§ What the exercise asks
Count the lines in the entries below that contain the string "cactus". Reply with the number alone.

§ Material
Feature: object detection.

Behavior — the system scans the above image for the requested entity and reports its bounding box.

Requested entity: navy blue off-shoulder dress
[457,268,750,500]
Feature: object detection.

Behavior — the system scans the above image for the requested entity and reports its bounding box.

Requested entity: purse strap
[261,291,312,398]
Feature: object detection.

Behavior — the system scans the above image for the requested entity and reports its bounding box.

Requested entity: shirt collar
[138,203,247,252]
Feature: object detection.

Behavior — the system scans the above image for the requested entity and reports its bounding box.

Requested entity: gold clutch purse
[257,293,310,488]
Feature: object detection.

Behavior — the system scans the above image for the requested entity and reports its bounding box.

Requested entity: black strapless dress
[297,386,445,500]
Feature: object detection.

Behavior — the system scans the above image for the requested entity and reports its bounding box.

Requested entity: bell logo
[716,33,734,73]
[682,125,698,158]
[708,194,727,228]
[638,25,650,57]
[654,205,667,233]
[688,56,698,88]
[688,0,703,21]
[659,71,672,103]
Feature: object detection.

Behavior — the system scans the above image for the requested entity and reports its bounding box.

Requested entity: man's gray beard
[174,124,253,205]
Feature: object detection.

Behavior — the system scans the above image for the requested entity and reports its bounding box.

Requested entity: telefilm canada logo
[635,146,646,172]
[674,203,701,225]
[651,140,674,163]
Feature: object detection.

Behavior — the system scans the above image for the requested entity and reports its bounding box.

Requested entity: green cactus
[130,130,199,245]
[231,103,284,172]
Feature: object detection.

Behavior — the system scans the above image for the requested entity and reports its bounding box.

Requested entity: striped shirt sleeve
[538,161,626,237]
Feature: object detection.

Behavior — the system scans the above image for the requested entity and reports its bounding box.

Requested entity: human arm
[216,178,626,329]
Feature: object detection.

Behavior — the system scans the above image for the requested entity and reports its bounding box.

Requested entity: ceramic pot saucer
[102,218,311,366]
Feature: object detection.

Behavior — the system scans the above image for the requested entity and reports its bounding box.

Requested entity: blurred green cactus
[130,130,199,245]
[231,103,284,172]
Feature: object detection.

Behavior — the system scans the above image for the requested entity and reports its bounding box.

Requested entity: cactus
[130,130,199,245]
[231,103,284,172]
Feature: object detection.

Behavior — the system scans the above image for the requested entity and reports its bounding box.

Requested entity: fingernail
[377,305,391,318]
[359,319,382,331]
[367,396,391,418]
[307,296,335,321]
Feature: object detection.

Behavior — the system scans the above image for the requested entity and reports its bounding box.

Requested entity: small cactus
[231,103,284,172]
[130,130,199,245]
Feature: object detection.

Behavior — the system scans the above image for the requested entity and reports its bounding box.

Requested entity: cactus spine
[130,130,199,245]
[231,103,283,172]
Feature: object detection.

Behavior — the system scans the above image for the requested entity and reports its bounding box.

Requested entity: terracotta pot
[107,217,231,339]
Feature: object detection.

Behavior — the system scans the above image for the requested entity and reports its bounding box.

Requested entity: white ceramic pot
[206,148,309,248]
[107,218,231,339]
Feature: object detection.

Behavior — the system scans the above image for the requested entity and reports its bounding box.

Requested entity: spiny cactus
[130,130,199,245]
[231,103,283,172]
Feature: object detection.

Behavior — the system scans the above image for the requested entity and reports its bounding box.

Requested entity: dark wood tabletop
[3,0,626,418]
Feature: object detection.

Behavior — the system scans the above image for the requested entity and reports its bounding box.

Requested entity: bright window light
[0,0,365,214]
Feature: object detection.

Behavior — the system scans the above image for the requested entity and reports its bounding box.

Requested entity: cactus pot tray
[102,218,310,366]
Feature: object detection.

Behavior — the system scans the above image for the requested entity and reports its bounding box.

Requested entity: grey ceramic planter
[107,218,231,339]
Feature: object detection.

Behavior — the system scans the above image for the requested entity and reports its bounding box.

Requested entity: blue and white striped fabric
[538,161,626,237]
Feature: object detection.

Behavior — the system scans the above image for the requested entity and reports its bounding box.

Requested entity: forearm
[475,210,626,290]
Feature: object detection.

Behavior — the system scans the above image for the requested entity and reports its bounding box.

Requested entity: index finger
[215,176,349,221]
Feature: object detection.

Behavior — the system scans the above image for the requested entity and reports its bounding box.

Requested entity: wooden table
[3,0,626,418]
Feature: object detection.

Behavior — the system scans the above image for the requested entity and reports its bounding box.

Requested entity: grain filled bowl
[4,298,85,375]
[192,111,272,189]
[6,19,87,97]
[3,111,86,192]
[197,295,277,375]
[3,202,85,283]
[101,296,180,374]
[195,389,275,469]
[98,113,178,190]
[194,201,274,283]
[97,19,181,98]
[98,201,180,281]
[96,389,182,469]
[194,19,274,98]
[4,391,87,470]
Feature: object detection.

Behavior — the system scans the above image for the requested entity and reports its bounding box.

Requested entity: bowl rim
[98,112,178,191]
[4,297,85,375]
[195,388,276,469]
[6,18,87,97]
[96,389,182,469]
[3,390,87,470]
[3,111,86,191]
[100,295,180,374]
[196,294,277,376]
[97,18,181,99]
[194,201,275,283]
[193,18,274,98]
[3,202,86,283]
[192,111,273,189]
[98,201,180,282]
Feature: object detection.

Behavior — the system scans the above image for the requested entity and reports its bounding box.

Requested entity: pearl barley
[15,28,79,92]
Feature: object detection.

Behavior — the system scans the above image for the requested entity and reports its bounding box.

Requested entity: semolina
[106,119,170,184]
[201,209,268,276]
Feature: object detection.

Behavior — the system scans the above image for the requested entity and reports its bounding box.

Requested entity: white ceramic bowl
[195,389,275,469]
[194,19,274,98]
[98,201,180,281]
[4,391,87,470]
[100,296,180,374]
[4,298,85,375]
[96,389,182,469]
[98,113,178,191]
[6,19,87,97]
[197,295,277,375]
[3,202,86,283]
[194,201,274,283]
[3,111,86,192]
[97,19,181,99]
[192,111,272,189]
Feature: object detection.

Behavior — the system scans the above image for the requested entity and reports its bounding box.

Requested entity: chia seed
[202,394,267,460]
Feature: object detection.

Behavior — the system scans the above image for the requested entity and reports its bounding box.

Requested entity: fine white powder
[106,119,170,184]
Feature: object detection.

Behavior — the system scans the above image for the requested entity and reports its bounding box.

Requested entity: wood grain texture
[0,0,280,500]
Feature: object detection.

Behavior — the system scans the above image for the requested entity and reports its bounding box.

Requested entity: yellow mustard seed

§ Output for this exercise
7